I meant no offense. I was curious as well.
-Jim G.G.


----------



## Hunk A Junk (Jan 28, 2013)

I love the slower spinning engines. I used the R2 motors, and I'm not in a hurry to do major modifications, but is there something I can add to slow them down?


----------



## Captain Han Solo (Apr 5, 2002)

Hunk A Junk said:


> I love the slower spinning engines. I used the R2 motors, and I'm not in a hurry to do major modifications, but is there something I can add to slow them down?


To be honest, Probably...however since I totally(99.9%)Discarded the Polar Lights lighting kit I wouldn't feel comfortably advising you. As I mentioned I installed a potentiometer as well as resistors to my set up. Why? The lighting is way too bright to match the scale and look(if you want the model to reflect the original 11' miniature and NOT that regurgitated remastered nonsense).

Also my motors are super quiet, without the addition of foam or any other such recommended application.

Also, as mentioned, and I sincerely apologize for this, I am severely limited in my mobility and will be for quite some time. If you are still interested in the near future, once I can get back to my bench and notes, Ill be glad to help you out.:wink2:


----------



## charonjr (Mar 27, 2000)

I remember seeing black and white pics of the nacelle lights, sans lights, but with a lot of the glass mirror shards in place. I will have to research for color references with lights in place.


----------



## Hunk A Junk (Jan 28, 2013)

Captain Han Solo said:


> To be honest, Probably...however since I totally(99.9%)Discarded the Polar Lights lighting kit I wouldn't feel comfortably advising you. As I mentioned I installed a potentiometer as well as resistors to my set up. Why? The lighting is way too bright to match the scale and look(if you want the model to reflect the original 11' miniature and NOT that regurgitated remastered nonsense).


When I built my TOS-E, I made it a hybrid of the original miniature, the better elements of the remastered CG asset, and my interpretation of what the "real" ship might look like. Sometimes, like in the case of the PG Falcon, I go for studio miniature authenticity, and I love the research and modifications to duplicate what the original artists did decades ago. In other cases, I want to explore my own sense of kid whimsy that made me love the ship to begin with. That was my goal with the E. Total respect for your authentic version. If I ever build the kit again, I might do the same.

If anyone knows a brand of potentiometer that I can splice into the power supply to the Polar Lights motors to slow down the spinning without wrecking anything else, let me know.


----------



## Captain Han Solo (Apr 5, 2002)

________________________

Problem
Retype everything in the model-kit thread from "## charonjr (Mar" down to "lights in place.". The data that follow are separate material, distinct from the model-kit thread above.

________________________

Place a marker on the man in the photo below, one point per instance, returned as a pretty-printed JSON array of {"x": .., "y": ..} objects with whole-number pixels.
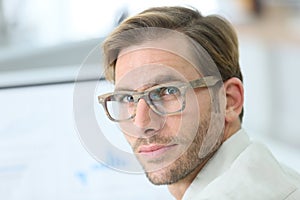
[{"x": 178, "y": 100}]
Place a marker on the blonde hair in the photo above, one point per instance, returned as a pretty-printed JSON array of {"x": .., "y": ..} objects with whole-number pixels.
[{"x": 214, "y": 33}]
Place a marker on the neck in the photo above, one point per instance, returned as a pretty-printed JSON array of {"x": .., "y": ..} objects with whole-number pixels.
[{"x": 178, "y": 189}]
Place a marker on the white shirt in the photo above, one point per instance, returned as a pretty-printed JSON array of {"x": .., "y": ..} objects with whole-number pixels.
[{"x": 244, "y": 170}]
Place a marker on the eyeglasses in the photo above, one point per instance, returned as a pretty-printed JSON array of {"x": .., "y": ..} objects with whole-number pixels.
[{"x": 165, "y": 99}]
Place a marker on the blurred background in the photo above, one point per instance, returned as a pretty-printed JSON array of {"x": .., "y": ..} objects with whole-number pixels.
[{"x": 42, "y": 46}]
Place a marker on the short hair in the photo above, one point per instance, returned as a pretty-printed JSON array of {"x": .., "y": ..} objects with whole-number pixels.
[{"x": 214, "y": 33}]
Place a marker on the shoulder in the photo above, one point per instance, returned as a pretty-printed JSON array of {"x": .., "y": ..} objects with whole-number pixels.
[{"x": 255, "y": 175}]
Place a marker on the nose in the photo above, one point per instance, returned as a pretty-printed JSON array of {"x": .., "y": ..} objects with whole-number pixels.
[{"x": 142, "y": 114}]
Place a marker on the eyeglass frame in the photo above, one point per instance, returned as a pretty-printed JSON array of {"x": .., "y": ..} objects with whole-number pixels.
[{"x": 202, "y": 82}]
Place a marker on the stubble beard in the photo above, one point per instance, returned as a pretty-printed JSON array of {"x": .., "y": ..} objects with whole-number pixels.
[{"x": 186, "y": 163}]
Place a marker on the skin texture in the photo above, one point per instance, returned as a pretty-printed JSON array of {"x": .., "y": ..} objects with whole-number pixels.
[{"x": 178, "y": 137}]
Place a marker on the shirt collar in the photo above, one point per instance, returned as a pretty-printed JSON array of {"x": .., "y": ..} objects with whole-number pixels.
[{"x": 220, "y": 162}]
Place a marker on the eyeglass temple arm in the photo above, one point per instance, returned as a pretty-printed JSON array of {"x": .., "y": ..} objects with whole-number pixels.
[{"x": 205, "y": 82}]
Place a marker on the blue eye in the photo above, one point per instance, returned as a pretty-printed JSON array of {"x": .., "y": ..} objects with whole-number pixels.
[
  {"x": 171, "y": 90},
  {"x": 127, "y": 98},
  {"x": 164, "y": 92}
]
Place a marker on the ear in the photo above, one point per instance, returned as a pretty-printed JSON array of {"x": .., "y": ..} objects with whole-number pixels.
[{"x": 234, "y": 91}]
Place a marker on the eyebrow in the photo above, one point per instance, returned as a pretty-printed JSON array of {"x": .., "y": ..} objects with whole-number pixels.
[{"x": 160, "y": 79}]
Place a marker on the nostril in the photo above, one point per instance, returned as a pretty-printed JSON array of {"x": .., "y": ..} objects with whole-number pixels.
[{"x": 149, "y": 131}]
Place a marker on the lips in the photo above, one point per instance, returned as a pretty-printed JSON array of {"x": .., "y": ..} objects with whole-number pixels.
[{"x": 154, "y": 150}]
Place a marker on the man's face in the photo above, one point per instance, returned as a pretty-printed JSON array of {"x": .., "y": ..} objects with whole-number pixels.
[{"x": 166, "y": 146}]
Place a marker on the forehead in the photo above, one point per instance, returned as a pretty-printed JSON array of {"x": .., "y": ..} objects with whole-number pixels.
[{"x": 143, "y": 66}]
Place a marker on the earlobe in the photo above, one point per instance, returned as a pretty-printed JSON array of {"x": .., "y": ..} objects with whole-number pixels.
[{"x": 234, "y": 91}]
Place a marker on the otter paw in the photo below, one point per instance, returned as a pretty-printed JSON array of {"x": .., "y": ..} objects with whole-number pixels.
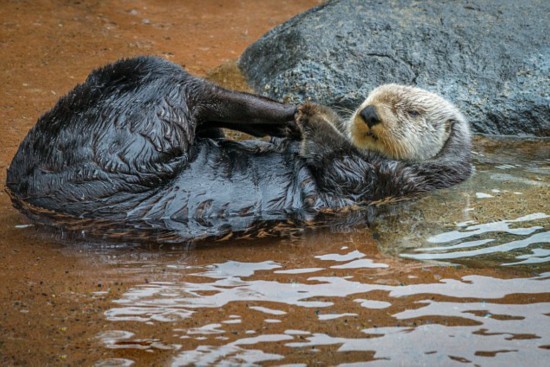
[{"x": 308, "y": 117}]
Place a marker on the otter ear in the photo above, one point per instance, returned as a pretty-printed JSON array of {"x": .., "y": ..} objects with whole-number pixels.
[{"x": 449, "y": 126}]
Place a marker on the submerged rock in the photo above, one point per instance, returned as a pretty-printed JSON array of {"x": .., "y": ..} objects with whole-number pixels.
[{"x": 492, "y": 58}]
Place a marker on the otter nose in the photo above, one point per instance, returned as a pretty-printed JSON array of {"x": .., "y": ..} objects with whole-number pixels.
[{"x": 370, "y": 116}]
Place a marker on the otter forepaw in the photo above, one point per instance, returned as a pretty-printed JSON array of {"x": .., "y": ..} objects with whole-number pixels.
[{"x": 308, "y": 118}]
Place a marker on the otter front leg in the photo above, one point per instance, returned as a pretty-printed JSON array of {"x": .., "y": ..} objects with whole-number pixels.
[
  {"x": 252, "y": 114},
  {"x": 320, "y": 136}
]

________________________

Completed exercise
## charonjr (Mar 27, 2000)

I remember seeing black and white pics of the nacelle lights, sans lights, but with a lot of the glass mirror shards in place. I will have to research for color references with lights in place.